Task prompt: Which lines in the data below contain the word "rough"? Copy each of those lines in full.

Excerpted records:
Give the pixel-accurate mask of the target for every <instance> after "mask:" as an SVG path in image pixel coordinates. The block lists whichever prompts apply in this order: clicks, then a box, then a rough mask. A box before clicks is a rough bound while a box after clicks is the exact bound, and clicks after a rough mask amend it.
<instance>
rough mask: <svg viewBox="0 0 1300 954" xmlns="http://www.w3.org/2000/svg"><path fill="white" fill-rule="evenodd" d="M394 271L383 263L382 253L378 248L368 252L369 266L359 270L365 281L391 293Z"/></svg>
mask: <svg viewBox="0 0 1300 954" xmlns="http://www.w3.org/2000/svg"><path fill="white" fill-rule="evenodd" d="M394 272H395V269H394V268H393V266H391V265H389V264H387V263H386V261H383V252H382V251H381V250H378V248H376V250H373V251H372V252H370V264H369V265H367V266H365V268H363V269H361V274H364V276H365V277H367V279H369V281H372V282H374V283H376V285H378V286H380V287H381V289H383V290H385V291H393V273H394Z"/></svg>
...
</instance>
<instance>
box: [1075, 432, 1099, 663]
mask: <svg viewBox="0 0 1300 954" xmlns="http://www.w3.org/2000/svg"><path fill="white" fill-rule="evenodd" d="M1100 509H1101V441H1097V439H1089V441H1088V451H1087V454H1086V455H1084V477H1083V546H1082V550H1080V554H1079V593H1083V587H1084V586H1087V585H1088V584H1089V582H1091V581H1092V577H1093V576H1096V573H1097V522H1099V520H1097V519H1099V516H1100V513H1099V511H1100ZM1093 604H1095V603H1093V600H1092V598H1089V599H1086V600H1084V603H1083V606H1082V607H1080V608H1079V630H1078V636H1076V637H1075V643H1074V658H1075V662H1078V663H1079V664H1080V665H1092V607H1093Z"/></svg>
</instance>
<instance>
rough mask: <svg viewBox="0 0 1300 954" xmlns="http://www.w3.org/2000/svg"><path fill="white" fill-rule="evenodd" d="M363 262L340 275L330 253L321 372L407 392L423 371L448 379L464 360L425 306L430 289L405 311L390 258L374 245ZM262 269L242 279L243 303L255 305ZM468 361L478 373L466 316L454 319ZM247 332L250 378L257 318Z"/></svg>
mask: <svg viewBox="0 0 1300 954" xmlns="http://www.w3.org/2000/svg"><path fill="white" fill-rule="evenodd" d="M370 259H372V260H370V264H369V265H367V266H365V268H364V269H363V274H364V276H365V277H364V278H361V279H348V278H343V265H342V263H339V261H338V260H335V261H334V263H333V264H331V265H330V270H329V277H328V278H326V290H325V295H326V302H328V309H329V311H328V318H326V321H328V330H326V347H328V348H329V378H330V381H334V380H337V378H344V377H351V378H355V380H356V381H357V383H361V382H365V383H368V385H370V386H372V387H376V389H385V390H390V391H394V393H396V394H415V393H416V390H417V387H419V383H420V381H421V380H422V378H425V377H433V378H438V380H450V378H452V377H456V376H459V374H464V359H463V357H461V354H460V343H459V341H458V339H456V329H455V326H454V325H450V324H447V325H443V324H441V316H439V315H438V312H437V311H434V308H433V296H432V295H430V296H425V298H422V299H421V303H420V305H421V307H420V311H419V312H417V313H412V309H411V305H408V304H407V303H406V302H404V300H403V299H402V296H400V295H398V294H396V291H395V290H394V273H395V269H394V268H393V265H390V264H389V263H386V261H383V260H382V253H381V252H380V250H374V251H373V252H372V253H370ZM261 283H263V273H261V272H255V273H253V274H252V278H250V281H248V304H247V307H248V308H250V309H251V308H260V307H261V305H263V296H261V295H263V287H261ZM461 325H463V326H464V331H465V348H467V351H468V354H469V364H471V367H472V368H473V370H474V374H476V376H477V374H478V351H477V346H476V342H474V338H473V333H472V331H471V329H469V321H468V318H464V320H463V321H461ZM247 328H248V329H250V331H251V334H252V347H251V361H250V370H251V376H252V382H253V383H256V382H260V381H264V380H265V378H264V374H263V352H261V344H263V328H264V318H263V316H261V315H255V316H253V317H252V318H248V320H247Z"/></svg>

Response:
Give the pixel-accurate mask of the target for every <instance> after "mask:" as an SVG path in image pixel coordinates. The block lists whichever prompts apply in this order: clicks, then a box, then a rough mask. A box before clicks is a rough bound while a box after clicks is the exact bound, and clicks after a rough mask amend it.
rough mask: <svg viewBox="0 0 1300 954" xmlns="http://www.w3.org/2000/svg"><path fill="white" fill-rule="evenodd" d="M394 271L383 263L382 253L378 248L368 252L369 266L359 270L365 281L391 293Z"/></svg>
rough mask: <svg viewBox="0 0 1300 954" xmlns="http://www.w3.org/2000/svg"><path fill="white" fill-rule="evenodd" d="M363 262L340 275L330 253L321 372L407 392L423 371L448 379L464 360L425 306L430 289L405 311L390 258L374 245ZM262 269L242 279L243 303L255 305ZM468 361L478 373L466 316L454 319ZM247 332L250 378L257 318Z"/></svg>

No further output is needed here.